Work item — Here are some records; copy every line that holds the word "cloud".

--- Working data Enclosed Below ---

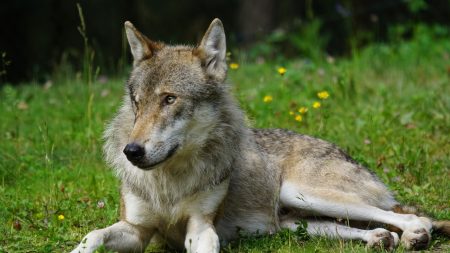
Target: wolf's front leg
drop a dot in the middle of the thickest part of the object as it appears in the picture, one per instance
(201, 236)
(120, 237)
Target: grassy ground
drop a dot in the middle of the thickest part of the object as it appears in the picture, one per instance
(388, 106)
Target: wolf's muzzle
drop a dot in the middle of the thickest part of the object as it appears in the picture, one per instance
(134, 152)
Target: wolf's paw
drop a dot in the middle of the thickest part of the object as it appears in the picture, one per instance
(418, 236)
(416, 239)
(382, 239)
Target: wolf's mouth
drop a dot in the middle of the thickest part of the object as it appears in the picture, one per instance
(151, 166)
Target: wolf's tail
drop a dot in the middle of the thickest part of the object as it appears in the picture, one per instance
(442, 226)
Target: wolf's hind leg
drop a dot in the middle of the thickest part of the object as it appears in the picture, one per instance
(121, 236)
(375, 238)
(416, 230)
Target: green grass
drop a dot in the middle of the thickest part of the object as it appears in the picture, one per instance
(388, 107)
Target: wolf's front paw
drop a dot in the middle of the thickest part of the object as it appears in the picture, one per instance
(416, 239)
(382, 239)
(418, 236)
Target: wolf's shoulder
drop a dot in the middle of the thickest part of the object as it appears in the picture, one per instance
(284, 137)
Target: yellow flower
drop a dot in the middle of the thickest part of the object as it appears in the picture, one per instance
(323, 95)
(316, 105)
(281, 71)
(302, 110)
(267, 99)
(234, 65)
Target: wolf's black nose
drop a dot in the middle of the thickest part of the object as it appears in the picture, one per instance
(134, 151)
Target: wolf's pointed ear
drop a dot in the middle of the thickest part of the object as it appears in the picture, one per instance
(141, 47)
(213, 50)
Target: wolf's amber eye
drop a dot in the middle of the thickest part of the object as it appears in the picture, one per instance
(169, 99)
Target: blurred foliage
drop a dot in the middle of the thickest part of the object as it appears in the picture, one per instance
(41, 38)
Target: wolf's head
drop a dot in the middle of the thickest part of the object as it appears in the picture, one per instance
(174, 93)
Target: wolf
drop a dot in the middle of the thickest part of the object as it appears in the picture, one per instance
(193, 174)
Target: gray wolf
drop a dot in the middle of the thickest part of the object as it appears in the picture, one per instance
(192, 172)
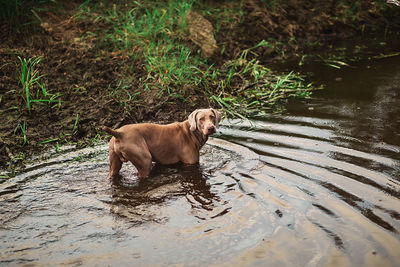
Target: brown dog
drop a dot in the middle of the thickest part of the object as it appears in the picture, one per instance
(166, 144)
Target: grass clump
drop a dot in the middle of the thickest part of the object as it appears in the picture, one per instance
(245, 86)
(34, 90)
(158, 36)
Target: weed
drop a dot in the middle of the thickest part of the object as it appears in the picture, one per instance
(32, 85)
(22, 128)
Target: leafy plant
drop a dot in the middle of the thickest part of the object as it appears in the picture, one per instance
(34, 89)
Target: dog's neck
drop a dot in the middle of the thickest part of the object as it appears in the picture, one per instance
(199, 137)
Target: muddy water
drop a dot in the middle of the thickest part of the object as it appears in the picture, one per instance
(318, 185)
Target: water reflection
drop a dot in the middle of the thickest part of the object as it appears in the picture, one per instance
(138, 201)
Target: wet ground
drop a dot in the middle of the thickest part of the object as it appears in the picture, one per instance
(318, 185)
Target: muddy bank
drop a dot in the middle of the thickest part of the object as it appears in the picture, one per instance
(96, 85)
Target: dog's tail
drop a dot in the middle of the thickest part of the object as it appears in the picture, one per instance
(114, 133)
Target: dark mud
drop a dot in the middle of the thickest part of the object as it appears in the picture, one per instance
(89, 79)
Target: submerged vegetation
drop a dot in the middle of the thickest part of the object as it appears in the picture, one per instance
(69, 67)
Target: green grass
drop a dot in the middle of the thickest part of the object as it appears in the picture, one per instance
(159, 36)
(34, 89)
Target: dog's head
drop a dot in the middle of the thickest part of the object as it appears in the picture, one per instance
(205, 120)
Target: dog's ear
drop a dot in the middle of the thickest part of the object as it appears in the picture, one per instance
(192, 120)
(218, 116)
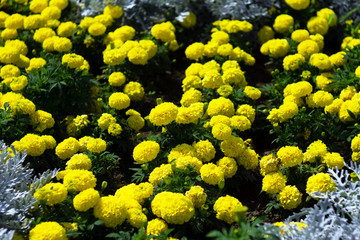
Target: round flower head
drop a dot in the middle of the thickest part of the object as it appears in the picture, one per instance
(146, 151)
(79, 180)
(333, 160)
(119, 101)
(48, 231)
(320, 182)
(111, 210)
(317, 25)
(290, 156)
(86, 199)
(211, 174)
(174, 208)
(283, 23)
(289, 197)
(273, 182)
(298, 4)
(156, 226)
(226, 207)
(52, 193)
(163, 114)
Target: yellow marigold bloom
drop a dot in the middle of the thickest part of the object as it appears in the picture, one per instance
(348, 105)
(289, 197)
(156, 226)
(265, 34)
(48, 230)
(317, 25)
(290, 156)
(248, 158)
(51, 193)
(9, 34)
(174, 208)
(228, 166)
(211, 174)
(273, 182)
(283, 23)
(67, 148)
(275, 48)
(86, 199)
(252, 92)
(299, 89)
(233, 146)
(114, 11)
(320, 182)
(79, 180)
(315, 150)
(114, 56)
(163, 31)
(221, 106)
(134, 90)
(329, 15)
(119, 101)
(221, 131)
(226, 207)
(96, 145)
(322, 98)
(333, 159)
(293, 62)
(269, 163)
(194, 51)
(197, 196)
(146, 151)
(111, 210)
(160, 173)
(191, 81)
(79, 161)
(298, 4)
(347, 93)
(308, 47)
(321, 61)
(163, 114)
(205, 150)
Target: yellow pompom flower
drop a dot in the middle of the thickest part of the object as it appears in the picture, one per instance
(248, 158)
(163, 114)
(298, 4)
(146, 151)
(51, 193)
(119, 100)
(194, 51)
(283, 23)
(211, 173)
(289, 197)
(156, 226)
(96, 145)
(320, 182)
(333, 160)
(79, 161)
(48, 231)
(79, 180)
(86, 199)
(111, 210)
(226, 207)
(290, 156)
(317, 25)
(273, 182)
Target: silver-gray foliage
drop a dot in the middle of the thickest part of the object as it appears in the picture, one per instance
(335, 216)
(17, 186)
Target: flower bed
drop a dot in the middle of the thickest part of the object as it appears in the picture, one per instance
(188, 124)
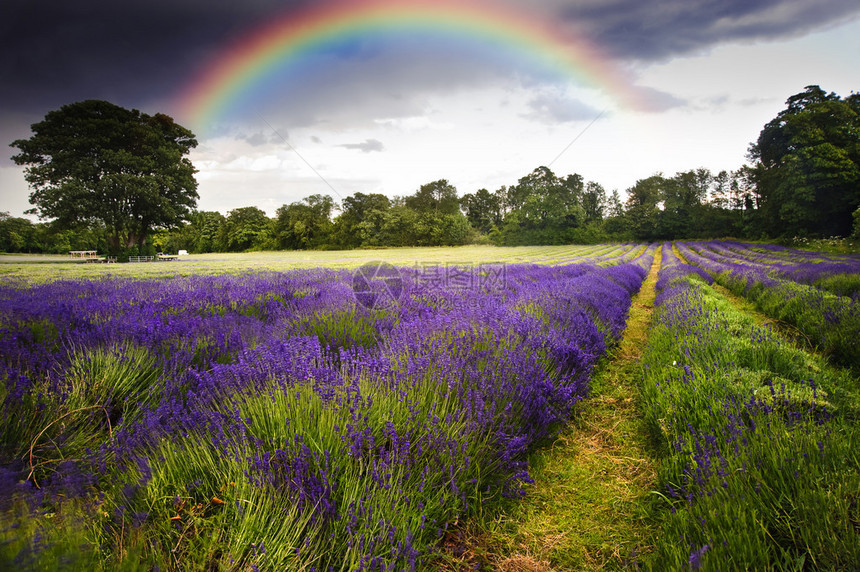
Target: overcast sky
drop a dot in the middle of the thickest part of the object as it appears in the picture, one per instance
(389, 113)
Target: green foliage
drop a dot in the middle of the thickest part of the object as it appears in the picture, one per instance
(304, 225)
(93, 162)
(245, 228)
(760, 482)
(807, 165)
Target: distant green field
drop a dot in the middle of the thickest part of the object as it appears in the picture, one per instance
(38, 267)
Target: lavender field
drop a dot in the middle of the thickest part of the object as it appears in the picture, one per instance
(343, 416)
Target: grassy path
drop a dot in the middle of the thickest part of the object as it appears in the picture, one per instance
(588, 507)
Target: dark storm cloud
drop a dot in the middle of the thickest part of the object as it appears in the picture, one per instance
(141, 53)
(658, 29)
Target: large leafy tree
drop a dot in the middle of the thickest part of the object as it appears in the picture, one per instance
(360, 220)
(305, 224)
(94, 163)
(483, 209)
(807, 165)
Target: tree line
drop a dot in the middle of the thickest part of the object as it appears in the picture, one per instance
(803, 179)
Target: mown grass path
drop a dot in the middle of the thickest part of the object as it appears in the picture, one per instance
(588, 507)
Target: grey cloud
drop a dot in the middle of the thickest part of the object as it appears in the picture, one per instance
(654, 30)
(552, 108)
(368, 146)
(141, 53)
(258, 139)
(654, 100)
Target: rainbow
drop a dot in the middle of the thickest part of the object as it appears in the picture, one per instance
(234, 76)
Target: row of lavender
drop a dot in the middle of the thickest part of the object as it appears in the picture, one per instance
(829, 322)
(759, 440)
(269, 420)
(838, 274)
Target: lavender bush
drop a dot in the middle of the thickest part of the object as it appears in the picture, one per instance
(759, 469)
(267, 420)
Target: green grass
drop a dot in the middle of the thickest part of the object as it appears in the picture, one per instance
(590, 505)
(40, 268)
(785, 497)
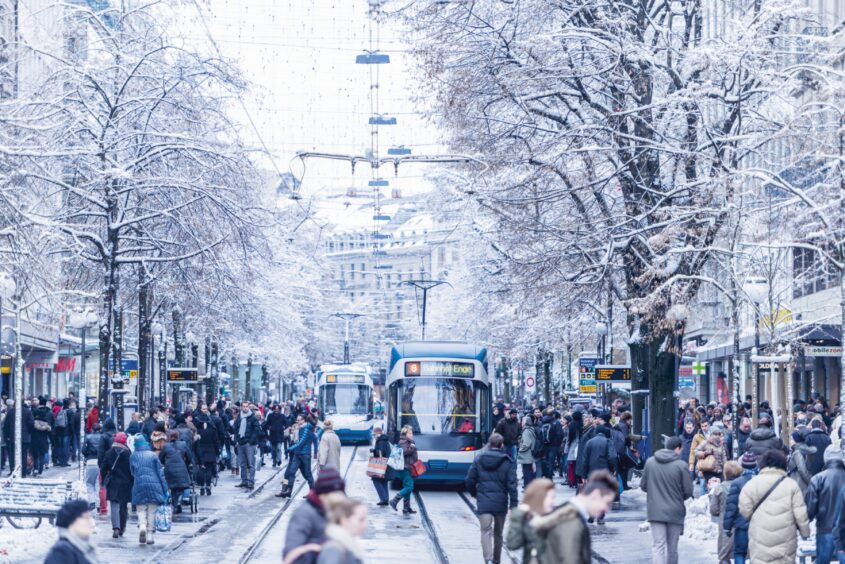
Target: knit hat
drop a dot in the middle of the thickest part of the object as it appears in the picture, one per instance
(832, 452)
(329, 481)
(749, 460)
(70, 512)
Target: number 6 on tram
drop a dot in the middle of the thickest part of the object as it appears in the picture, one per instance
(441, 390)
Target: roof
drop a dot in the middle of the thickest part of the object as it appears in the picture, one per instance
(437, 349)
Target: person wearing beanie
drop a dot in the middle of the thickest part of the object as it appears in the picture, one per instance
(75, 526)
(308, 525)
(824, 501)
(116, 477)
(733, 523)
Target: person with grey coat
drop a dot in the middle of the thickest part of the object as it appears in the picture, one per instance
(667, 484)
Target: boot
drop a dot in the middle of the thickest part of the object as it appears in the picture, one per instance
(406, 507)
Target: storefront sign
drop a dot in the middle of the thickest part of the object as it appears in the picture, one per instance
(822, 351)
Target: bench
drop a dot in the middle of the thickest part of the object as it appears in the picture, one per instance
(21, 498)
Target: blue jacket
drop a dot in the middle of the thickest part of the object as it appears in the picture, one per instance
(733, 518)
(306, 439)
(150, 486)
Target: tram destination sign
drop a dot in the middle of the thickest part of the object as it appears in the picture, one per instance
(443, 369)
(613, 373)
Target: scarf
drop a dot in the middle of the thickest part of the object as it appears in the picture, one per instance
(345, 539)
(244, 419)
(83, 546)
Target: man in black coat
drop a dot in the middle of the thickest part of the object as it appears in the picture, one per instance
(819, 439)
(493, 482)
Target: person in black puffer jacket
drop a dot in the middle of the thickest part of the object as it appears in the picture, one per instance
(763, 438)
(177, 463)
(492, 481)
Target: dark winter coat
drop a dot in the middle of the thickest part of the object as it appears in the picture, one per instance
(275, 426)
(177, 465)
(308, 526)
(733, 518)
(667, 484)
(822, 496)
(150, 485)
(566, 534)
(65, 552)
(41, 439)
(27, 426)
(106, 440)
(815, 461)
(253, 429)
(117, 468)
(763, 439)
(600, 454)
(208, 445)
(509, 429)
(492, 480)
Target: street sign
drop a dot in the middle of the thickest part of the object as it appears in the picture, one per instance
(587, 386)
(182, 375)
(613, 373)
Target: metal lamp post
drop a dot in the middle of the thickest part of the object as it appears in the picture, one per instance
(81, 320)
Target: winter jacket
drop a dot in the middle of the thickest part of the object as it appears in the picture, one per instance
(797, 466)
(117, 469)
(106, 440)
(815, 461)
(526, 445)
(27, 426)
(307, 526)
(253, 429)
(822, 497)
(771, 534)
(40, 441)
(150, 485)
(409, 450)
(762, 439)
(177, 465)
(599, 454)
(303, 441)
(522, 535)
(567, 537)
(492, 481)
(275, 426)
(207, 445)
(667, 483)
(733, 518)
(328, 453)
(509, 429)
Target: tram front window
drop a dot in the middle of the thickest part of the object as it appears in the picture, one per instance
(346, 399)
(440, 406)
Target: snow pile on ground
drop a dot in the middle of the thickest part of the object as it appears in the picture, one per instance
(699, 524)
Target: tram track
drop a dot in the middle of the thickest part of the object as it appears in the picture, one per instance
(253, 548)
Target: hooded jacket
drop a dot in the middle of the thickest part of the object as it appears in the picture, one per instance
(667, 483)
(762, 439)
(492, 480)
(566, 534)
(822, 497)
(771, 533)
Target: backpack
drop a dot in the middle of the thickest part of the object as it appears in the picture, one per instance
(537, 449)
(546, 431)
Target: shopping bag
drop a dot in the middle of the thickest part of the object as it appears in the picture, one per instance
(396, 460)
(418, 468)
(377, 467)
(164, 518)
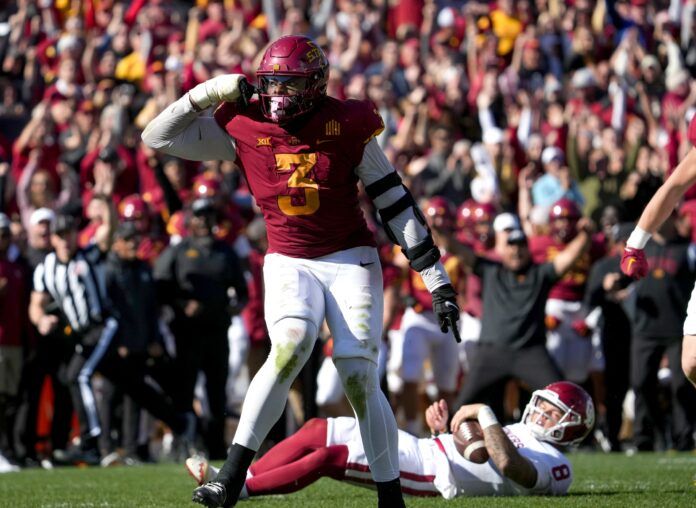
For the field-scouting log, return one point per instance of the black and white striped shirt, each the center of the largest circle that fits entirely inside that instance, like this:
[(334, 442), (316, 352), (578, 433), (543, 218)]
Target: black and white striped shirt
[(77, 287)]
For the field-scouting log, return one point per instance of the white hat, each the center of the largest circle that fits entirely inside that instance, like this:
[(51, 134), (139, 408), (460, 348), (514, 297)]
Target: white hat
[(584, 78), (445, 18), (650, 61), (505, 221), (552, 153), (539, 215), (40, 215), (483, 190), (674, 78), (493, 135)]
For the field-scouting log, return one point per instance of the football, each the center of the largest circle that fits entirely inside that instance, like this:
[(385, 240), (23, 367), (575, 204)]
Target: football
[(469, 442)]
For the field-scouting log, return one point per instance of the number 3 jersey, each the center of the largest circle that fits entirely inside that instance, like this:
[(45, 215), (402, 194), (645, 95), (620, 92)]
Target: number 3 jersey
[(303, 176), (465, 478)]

--- End of Enclosed Working data ---

Solution to the problem —
Target: dark storm cloud
Target: grey cloud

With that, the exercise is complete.